#### [Exercise brief]
The job is to output each record exactly as it stands, pictures excluded.

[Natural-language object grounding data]
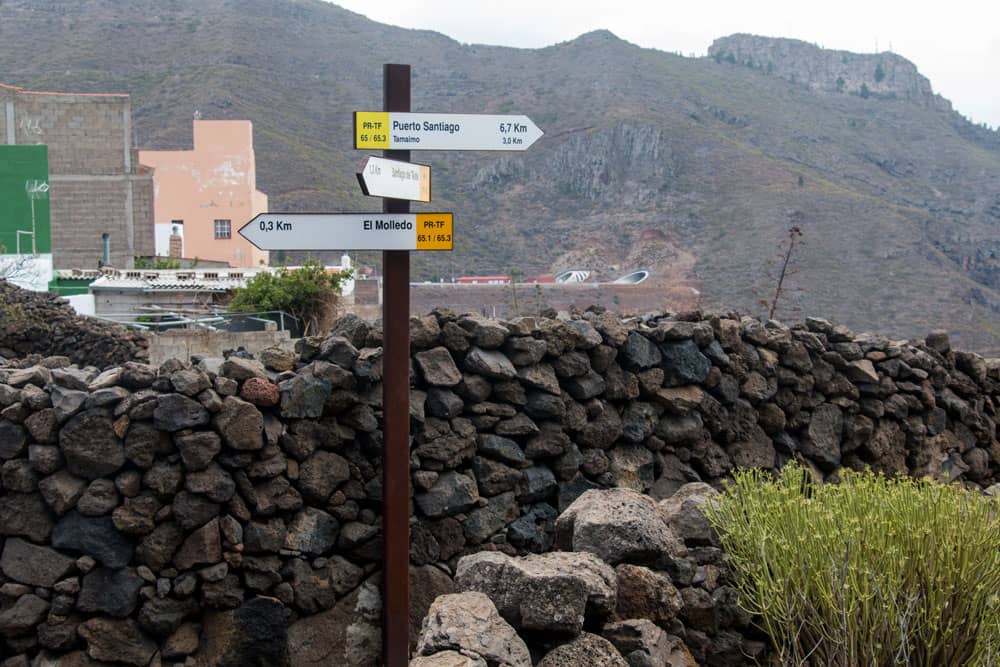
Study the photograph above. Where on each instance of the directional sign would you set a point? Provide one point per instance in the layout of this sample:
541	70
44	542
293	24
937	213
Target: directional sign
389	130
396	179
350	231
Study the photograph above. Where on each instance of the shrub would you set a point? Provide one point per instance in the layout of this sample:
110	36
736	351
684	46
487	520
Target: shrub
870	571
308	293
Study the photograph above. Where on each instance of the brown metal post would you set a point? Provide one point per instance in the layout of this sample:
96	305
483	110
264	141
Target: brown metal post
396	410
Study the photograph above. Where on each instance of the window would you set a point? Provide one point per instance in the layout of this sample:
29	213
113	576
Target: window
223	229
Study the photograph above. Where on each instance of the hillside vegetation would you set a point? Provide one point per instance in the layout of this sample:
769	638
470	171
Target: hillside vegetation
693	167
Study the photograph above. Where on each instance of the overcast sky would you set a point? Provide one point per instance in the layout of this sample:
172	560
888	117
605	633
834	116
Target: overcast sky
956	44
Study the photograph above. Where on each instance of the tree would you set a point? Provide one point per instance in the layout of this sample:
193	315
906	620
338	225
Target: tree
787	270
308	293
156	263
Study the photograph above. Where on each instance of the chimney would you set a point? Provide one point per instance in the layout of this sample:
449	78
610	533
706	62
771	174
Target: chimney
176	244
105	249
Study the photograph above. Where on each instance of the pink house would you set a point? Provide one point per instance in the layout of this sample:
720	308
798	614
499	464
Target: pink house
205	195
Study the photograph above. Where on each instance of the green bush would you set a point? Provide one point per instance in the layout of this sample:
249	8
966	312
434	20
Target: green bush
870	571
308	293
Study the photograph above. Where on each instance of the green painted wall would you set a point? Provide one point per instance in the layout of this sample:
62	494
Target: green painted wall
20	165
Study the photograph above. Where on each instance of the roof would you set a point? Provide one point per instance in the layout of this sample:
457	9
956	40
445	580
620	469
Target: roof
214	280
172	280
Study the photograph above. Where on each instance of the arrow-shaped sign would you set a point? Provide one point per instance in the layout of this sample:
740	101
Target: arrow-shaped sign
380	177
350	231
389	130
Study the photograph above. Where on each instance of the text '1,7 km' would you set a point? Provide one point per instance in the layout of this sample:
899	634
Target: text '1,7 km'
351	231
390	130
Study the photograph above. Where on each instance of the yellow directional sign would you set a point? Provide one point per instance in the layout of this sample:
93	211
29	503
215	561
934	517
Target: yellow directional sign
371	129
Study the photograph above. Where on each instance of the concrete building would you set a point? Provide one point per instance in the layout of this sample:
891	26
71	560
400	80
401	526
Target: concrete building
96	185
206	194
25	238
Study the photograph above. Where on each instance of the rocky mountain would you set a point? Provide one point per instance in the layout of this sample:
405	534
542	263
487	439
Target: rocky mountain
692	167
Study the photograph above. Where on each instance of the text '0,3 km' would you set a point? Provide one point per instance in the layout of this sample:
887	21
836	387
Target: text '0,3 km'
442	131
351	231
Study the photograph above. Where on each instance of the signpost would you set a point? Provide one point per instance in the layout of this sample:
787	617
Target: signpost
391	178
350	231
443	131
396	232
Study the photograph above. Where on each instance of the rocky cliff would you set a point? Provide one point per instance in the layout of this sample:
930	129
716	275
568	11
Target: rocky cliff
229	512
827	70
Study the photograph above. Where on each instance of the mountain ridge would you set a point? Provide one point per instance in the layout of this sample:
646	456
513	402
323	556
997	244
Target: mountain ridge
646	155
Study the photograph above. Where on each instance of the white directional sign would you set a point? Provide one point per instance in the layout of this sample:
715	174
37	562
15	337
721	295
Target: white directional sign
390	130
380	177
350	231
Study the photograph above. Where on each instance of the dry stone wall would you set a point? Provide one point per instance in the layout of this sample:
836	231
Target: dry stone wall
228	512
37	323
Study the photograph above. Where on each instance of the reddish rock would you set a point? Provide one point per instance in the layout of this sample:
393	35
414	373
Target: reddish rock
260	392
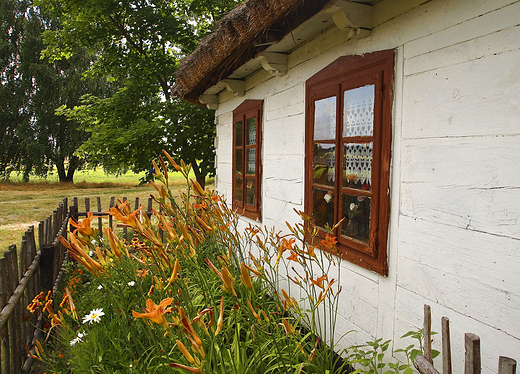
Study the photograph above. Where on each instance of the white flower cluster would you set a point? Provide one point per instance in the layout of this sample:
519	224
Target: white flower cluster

#### [Task output]
Study the photograph above. Where on each instance of the directional sign would you set a point? Provide one point per instance in the layout of this sample:
541	70
44	542
293	24
937	213
Target: directional sign
389	130
396	179
350	231
Study the photograph above. Where on each instance of the shrub would you set a point? Provide one point per instance in the layout of this sample:
110	36
736	351
684	46
487	520
Target: shrub
870	571
308	293
Study the photograph above. Where on each instance of the brown metal post would you set a point? Provide one point per instance in the layout of this sample:
96	305
483	110
264	141
Target: brown metal post
396	410
Study the photograph above. Where on each instance of the window would you set a point? Provide one point per instance in the layout of this sample:
29	213
113	576
Target: window
223	229
Study the photograph above. Where on each instance of the hillside vegetation would you set a point? Provide one point per instance in the layout of this sample:
769	638
470	171
Target: hillside vegetation
693	167
Study the photograph above. Where on each instance of the overcast sky would you set a point? Provide one point per instance in the layout of this sample:
172	560
888	117
605	633
834	116
Target: overcast sky
956	44
Study the photograph above. Where on each instance of the tree would you set a point? Provide one point per instance in the layout of this sample:
193	315
906	620
338	225
Target: tree
787	270
308	293
156	263
Study the photograph above. Where on each instance of the chimney would you set a point? Provide one point per instance in the layout of this sample:
449	78
610	533
706	62
771	174
Target: chimney
176	244
105	249
Study the photograph above. Where on each instance of the pink house would you set a point? Provide one point per instance in the layout of this sample:
720	308
798	614
499	464
Target: pink house
205	195
Study the photograph above. Where on each instance of the green bush would you set a point? Provide one point per instance in the layout of this sample:
249	8
966	312
434	20
Target: green bush
870	571
308	293
Study the photograph above. Where on each instance of the green painted wall would you set a point? Provide one point per instance in the layout of this sample:
62	494
Target: green painted wall
20	165
Study the photograph above. Where on each instance of the roof would you set a point? Provide one point per instance in the layout of this sample:
457	9
956	40
445	580
620	469
Target: roof
214	280
172	280
Study the photograph above. Where on each instance of the arrow-shaped sign would you set a point? Provide one point per instance in the layout of this sample:
740	101
Target: arrow-shaped sign
380	177
350	231
389	130
Study the photograph above. Where on each instance of the text '1,7 km' would you set a point? Provide one point per instance in the layout of this sample:
899	634
Target: text '1,7 km'
351	231
390	130
Study the photograph above. Where on each instance of the yellow directional sign would you set a point? Provide one point per instance in the layout of this sample:
93	211
29	503
215	561
934	517
Target: yellow directional sign
371	129
Study the photograph above. Where on each instance of the concrete building would you set a point? Provide one point per instance in the layout of this sample:
891	26
71	560
400	80
401	526
Target: concrete building
96	185
206	194
25	238
Study the photograph above. Where on each instance of the rocky mountain would you set a point? Provide one point per instance in the layout of this sample:
405	534
542	263
487	439
Target: rocky mountain
692	167
Study the photograph above. Where on each instance of the text '0,3 km' would you set a point? Provide one point per instance in the layout of this sample:
887	21
836	387
Target: text '0,3 km'
442	131
351	231
Study the photograph above. Where on each instance of the signpost would you set a point? Provide one point per instance in the layout of this sample:
787	617
Target: signpost
391	178
350	231
443	131
396	232
Study the photograph above. Where on each instance of the rocky cliff would you set a point? Provide one point per instance in the layout of this sample:
930	129
716	275
568	11
Target: rocky cliff
229	512
827	70
Study the photograph above. Where on each instance of the mountain ridge would you set a point? Provide one point per instance in the layout of this sample:
646	456
513	402
323	556
997	244
Target: mountain ridge
646	155
Study the photograph above. Where on each instance of the white directional sign would you set a point? Provide one point per instance in the layout of this sample:
715	174
37	562
15	337
721	295
Target: white directional sign
390	130
380	177
350	231
Study the photograph above. Where on each instance of the dry stone wall would you set a point? Provide one point per instance in the layout of this sample:
836	231
Target: dry stone wall
228	512
37	323
Study the photograph above. Where on each instance of the reddish rock would you set a point? Provide one point per instance in the layout of this sample:
393	35
414	373
Target: reddish rock
260	392
Study the photograph above. Where on each instance of the white flower cluster would you set a point? Provide one point per instance in the layout of this sample:
519	224
Target: white flower cluster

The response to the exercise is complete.